» WHAT YOU HAVE TO DO
The required output is the line that contains "point: walkie talkie" plus every line after it in the listing below, copied exactly as it appears.

*** SUPPLIED MATERIAL

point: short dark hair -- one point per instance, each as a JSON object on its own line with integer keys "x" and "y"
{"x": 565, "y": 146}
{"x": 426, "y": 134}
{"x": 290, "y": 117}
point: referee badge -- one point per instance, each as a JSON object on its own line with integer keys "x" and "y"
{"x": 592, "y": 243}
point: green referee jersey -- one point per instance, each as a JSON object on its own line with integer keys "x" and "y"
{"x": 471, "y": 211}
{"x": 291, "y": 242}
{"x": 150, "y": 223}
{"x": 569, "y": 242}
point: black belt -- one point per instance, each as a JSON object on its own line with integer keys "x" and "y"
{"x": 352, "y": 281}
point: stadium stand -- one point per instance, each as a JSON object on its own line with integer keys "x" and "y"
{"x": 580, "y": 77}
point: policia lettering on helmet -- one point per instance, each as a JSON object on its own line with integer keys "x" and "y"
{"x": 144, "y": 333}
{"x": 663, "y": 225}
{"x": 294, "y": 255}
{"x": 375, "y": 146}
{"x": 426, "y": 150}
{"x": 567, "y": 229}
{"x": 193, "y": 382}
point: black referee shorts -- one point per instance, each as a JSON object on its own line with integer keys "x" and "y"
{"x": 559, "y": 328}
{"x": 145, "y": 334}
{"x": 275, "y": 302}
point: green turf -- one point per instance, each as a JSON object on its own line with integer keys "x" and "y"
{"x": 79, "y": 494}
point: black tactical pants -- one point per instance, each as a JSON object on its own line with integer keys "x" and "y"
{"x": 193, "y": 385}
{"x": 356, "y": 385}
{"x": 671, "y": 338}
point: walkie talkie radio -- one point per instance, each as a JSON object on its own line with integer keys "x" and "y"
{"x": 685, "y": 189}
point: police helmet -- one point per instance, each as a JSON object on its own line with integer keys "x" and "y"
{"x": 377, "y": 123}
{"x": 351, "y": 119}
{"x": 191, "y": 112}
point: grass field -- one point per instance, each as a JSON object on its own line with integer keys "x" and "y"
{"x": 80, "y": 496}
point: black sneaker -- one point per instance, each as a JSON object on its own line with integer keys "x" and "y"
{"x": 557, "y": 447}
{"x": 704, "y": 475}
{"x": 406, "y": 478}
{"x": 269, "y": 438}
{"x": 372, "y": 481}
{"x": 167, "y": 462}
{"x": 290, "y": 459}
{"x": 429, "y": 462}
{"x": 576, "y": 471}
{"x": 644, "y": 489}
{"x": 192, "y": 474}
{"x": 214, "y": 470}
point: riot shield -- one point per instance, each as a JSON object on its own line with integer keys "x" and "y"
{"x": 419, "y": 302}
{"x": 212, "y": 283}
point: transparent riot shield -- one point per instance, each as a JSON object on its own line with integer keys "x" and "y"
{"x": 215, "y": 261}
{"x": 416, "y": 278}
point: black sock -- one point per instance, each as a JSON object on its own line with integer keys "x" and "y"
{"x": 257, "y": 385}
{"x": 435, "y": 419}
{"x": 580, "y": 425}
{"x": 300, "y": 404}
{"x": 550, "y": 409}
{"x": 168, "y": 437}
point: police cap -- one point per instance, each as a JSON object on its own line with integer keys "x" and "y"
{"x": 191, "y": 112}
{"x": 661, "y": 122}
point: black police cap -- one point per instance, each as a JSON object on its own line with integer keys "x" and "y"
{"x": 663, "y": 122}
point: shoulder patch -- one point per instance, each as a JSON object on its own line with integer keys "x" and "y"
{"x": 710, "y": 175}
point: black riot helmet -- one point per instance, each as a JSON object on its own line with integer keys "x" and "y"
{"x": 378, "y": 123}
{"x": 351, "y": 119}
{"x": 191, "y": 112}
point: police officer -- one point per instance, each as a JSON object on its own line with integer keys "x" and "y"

******

» THE REPLY
point: walkie talkie radio -- one point per instance, each as a JSON object on its own line with integer keys "x" and "y"
{"x": 685, "y": 189}
point: police helmet -- one point per instance, each as a JSON object on its own line with integer keys "x" and "y"
{"x": 377, "y": 123}
{"x": 351, "y": 119}
{"x": 191, "y": 112}
point: grass field -- one point per instance, each as a JSON object on its own line with integer keys "x" and "y"
{"x": 80, "y": 496}
point: black sneaker -- one point per instance, each as a JSON object on its own line with integer keys "x" and "y"
{"x": 557, "y": 447}
{"x": 704, "y": 475}
{"x": 406, "y": 478}
{"x": 269, "y": 438}
{"x": 372, "y": 481}
{"x": 167, "y": 462}
{"x": 290, "y": 459}
{"x": 429, "y": 462}
{"x": 576, "y": 471}
{"x": 644, "y": 489}
{"x": 192, "y": 474}
{"x": 214, "y": 470}
point: riot shield -- one point per instance, each as a JSON object on its own line with integer keys "x" and "y"
{"x": 419, "y": 302}
{"x": 212, "y": 283}
point: transparent riot shield -- one point per instance, each as a JSON object on its own line with integer keys "x" and "y"
{"x": 215, "y": 261}
{"x": 416, "y": 278}
point: black sock -- one point per instance, each as a JSON object on its own line with integer keys "x" and "y"
{"x": 257, "y": 385}
{"x": 435, "y": 419}
{"x": 580, "y": 425}
{"x": 300, "y": 404}
{"x": 550, "y": 409}
{"x": 168, "y": 437}
point: police cap -- one point per instance, each as a JSON object on its own line with integer keys "x" and "y"
{"x": 191, "y": 112}
{"x": 661, "y": 122}
point: black police cap -- one point per instance, each as a JSON object on its own line with integer keys "x" and "y"
{"x": 663, "y": 122}
point: shoulder patch -- one point per instance, each as a JSON object on its own line with integer keys "x" and "y"
{"x": 710, "y": 175}
point: black riot helmet -- one point per instance, each as a JSON object on its own line with integer keys "x" and "y"
{"x": 378, "y": 123}
{"x": 351, "y": 119}
{"x": 191, "y": 112}
point: police officer -- one point per instance, each as a JSON object on its own line with integer keys "x" and "y"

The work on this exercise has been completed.